> _Document extract_:
——
In level 1, participant unpleasantness ratings (U) from visual stimulation were modeled as a function of brightness intensity and cortical excitation from 25Hz power spectral density (PSD) estimates. Each participant and electrode were modeled individually, allowing for random intercepts and slopes. Ellipsis indicate all participants are included in this model. Intercepts, brightness slopes, and PSD slopes were modeled separately in level 2 as a function of participants’ prior menstrual pain, somatic symptoms, and bladder pain. This was modeled separately for each electrode but across participants. Moderating effects are demonstrated with arrows depicting high vs. low reported pain/symptoms. Therefore, level 2 brightness and PSD slopes depict positive moderating effects; however, negative moderating effects are also possible (not shown). Data presented are fictional and shown for illustrative purposes. MSH = multisensory hypersensitivity.

Figure 3.. The unpleasant checkerboard stimuli presented at 25Hz evoked widespread robust SSVEPs focused at Oz.
——
> _Information supplied_:
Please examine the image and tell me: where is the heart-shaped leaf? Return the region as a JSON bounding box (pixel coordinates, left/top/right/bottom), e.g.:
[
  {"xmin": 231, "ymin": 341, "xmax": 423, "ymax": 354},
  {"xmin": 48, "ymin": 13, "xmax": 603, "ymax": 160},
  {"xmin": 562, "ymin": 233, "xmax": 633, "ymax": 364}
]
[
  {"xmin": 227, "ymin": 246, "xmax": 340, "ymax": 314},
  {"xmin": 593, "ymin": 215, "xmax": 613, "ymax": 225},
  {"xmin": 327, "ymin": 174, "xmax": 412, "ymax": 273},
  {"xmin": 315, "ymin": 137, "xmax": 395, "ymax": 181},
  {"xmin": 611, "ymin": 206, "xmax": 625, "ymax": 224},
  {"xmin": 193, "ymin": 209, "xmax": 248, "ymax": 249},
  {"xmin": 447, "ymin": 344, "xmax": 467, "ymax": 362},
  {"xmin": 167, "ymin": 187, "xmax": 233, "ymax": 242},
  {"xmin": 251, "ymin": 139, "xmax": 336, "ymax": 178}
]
——
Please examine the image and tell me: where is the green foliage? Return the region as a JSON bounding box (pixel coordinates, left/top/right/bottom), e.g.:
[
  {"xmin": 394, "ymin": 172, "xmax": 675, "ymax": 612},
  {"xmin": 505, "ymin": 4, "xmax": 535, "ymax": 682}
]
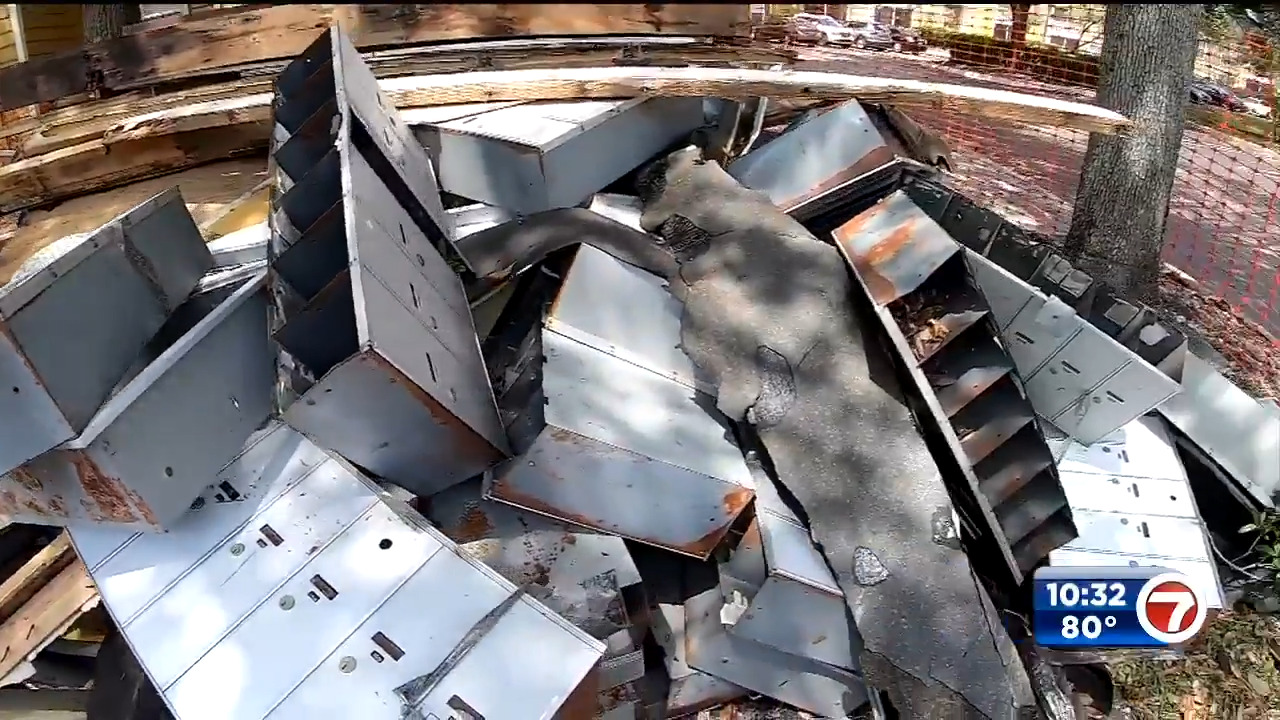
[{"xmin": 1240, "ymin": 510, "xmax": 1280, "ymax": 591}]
——
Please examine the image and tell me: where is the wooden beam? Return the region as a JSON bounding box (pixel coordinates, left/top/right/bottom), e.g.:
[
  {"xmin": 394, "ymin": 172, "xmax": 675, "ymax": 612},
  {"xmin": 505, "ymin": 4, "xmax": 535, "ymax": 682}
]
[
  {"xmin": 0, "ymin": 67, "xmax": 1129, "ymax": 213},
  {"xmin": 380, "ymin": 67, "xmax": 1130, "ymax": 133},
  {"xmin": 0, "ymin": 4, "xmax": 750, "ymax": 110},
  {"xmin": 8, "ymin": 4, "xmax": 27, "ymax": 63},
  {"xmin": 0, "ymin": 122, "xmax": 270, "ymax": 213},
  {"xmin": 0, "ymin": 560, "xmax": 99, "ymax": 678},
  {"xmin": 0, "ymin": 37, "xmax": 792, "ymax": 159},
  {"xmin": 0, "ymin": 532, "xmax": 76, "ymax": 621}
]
——
> _Activity_: According to the figure captions, which three participant measures were used at level 2 to model the intercepts, brightness slopes, and PSD slopes?

> _Exercise response_: Prior menstrual pain, somatic symptoms, and bladder pain.